### EXCERPTED RECORDS
————————

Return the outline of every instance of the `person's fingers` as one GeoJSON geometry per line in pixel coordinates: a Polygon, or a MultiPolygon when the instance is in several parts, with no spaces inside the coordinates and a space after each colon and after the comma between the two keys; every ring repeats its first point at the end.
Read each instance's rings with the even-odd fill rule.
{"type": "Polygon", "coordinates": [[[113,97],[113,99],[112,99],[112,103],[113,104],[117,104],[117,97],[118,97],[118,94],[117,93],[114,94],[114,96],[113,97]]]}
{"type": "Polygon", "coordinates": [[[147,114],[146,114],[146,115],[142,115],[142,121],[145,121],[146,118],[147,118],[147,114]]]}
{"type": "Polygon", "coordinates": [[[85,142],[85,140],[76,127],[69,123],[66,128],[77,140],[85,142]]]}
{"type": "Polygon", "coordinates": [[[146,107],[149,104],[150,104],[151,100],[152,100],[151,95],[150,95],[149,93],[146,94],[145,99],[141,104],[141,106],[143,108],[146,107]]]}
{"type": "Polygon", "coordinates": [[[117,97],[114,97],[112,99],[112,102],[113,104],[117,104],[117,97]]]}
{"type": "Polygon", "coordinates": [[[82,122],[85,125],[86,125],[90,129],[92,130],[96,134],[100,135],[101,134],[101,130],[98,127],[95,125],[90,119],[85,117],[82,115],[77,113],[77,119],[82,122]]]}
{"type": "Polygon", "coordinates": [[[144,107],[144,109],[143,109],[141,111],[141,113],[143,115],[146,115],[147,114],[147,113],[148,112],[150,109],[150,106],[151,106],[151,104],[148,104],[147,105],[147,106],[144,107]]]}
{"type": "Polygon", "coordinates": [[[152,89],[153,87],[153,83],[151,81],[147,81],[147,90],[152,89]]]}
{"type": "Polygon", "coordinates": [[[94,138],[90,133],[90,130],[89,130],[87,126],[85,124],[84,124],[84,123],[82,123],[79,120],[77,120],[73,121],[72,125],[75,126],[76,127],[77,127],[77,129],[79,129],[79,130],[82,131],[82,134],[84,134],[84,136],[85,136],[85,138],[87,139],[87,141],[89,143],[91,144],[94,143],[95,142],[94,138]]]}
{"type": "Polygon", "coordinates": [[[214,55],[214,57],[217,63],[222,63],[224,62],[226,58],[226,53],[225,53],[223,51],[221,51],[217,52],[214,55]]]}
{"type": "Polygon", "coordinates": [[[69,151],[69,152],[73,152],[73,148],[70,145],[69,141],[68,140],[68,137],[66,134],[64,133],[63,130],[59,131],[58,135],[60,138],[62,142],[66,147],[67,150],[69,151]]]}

————————

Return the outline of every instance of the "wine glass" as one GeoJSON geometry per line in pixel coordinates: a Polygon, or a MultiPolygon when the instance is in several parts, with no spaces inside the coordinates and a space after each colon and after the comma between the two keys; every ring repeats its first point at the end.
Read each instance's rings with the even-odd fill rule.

————————

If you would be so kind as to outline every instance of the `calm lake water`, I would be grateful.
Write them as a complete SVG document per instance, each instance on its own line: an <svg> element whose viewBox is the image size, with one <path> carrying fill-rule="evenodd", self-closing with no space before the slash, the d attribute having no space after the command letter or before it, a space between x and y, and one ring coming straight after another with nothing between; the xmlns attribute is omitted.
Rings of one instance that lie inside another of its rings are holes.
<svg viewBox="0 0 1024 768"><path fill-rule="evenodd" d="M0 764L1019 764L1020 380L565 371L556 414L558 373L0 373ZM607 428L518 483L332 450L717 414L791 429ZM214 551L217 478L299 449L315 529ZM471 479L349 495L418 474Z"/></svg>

————————

In the data, swap "calm lake water" for "still lake water" in everything from the line containing "If you would" down to the line containing "764L1019 764L1020 380L565", and give those lines back with nothing else changed.

If you would be so kind as to outline every instance of the `still lake water`, I would be grateful.
Write them as a complete SVG document per instance, each instance on its own line: an <svg> element whose viewBox is the image size, with one <path> carrying fill-rule="evenodd", self-closing with no space before the slash, the d attribute having no space after the command letter or before it, a space between x and y, and one ring coming straight after another with nothing between; the xmlns attribute is omitted.
Rings of one instance that lie inside another of its rings are holes.
<svg viewBox="0 0 1024 768"><path fill-rule="evenodd" d="M0 764L1019 764L1020 380L565 371L556 414L558 373L0 373ZM607 428L518 483L332 450L717 414L791 429ZM214 551L217 478L299 449L315 529ZM471 479L349 495L418 474Z"/></svg>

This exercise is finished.